Written task ::
Count the lines in the entries below that contain the word "shirt", and give only the number.

Dataset records ::
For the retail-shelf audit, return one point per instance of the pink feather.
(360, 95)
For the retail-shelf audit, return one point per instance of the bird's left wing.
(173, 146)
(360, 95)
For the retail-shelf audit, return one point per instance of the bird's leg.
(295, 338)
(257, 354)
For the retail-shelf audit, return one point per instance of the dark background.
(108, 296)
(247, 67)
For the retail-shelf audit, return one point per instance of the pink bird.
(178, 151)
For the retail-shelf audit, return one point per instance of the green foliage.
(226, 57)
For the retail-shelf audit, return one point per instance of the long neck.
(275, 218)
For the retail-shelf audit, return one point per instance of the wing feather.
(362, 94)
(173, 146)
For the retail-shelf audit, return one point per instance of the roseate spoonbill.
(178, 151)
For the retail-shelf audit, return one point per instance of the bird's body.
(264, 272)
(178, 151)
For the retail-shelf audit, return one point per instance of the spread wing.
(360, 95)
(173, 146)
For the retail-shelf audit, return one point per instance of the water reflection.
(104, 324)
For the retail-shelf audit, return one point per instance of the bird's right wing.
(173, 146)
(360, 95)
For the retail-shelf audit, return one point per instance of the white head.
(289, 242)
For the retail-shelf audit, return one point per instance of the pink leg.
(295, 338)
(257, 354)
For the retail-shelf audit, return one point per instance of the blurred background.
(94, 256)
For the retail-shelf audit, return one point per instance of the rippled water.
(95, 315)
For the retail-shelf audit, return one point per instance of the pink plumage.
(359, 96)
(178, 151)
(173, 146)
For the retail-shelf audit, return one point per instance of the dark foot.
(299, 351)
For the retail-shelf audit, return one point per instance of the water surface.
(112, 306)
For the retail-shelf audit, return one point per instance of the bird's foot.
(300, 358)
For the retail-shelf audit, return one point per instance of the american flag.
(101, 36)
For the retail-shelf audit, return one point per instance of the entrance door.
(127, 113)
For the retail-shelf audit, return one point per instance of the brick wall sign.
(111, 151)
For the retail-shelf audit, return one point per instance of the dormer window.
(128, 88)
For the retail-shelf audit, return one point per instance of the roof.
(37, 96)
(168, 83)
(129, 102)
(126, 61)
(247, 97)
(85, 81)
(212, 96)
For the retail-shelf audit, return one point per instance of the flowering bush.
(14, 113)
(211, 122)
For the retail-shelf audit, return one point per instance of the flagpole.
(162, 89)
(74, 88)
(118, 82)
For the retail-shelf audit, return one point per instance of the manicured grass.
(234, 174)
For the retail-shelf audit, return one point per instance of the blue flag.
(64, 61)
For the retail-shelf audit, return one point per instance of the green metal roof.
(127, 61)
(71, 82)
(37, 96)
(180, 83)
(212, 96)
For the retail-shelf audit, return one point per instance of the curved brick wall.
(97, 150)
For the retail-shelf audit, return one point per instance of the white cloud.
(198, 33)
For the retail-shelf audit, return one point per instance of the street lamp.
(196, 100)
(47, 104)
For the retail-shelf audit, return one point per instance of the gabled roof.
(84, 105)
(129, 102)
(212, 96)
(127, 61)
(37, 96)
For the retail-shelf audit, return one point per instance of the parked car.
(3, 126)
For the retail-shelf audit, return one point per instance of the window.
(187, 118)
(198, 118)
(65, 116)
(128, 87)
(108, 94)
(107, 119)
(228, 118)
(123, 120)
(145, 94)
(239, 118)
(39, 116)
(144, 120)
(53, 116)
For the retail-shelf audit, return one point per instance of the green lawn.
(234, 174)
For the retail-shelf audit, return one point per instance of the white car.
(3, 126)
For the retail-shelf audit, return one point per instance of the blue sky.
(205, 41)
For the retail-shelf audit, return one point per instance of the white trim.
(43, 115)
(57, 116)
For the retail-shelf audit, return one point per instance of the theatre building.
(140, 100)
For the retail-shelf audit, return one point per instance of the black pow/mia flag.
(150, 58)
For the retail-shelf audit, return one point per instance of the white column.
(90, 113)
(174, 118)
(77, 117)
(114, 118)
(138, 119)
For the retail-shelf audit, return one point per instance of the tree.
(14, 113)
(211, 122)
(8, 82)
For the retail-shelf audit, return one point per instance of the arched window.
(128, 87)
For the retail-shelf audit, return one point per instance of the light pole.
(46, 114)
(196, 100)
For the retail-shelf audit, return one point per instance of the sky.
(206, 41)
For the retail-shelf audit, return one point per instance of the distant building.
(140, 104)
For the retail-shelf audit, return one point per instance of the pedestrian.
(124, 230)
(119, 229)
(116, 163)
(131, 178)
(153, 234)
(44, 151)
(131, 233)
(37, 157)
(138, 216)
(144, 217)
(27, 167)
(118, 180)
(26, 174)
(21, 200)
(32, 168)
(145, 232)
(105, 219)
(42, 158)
--
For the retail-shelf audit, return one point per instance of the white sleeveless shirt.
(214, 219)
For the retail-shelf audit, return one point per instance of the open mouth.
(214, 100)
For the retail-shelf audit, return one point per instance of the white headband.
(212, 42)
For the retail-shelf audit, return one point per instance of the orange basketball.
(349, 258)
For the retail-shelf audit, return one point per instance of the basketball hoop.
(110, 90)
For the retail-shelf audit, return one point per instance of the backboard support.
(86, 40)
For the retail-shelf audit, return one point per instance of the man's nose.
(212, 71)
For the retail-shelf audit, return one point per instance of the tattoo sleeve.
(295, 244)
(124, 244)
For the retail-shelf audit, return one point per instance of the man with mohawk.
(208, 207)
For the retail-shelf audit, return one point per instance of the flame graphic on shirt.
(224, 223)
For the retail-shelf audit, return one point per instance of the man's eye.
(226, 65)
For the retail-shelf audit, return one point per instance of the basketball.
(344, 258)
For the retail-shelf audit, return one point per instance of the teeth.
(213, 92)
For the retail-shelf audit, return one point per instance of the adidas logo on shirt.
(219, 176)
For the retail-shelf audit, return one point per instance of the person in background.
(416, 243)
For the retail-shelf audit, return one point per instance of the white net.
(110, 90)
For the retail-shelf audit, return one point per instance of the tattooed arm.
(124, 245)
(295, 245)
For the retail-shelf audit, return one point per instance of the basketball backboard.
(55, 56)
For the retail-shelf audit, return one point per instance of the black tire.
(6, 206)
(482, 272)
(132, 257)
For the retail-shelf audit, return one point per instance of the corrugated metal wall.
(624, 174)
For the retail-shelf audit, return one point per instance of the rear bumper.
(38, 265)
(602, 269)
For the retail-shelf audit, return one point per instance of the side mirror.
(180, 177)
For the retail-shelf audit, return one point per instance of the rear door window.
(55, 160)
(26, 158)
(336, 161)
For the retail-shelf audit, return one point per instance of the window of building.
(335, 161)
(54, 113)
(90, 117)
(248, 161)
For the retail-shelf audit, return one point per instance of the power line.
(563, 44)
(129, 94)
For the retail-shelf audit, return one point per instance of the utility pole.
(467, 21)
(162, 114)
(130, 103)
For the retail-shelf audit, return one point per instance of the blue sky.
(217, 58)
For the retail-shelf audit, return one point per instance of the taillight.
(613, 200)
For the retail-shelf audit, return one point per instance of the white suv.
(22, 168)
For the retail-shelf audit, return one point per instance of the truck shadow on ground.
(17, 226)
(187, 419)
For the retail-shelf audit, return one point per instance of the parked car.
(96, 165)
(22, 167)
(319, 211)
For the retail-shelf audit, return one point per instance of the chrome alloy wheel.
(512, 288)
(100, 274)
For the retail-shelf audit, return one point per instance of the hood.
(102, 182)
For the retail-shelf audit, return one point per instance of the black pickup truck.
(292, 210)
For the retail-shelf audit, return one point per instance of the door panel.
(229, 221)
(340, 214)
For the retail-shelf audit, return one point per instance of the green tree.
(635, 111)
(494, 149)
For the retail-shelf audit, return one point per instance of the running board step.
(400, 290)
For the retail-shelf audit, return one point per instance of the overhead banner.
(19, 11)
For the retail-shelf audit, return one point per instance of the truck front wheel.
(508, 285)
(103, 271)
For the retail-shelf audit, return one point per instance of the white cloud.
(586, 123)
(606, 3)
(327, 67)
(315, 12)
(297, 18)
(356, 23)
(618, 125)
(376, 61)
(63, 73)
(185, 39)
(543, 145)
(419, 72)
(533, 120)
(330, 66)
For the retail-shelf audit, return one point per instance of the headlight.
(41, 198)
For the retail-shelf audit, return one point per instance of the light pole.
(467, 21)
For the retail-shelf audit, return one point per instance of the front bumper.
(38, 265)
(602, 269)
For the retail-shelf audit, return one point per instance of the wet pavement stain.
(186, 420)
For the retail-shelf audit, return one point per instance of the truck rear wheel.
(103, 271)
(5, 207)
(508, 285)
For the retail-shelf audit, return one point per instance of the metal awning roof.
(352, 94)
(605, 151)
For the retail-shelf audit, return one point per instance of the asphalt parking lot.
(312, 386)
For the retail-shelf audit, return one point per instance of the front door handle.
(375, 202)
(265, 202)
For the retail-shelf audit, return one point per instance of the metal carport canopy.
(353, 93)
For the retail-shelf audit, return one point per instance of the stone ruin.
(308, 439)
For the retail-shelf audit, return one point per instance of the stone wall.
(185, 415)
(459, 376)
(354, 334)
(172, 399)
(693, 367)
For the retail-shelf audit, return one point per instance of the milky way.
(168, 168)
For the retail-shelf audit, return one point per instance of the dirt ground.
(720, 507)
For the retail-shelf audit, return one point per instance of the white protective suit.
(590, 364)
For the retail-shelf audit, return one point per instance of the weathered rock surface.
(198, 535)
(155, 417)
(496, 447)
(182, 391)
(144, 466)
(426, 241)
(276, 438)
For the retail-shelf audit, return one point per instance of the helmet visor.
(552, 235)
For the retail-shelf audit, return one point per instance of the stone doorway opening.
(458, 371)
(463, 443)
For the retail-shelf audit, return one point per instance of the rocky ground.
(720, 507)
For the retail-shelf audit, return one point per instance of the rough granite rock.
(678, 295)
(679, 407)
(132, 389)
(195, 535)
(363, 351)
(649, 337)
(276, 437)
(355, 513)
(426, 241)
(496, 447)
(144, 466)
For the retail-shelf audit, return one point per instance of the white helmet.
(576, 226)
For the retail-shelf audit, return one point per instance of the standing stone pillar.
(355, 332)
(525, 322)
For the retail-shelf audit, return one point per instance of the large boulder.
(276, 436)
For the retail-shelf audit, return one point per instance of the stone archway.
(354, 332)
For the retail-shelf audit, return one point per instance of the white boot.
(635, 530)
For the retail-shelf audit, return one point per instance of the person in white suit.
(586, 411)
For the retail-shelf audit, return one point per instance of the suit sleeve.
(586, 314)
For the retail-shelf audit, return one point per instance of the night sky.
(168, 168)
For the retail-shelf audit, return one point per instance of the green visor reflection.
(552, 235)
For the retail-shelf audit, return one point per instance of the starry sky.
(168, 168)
...
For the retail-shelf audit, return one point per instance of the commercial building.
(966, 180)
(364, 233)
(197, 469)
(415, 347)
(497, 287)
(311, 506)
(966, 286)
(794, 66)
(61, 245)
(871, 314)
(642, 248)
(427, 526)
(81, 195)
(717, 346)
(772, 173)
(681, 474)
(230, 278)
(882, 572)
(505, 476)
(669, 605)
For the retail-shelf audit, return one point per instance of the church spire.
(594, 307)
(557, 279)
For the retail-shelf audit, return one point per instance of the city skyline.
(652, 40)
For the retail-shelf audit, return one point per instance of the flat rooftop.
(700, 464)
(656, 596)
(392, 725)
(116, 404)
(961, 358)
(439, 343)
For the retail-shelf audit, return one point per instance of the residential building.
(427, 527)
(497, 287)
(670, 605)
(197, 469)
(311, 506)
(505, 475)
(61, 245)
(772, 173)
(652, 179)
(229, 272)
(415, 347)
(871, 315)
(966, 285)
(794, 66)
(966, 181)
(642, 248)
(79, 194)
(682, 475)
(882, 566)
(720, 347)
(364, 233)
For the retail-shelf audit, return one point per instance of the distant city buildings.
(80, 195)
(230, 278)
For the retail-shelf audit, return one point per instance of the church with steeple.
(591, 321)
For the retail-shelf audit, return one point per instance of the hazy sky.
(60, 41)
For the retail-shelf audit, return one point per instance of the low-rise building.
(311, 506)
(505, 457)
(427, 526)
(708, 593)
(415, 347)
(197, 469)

The reply ::
3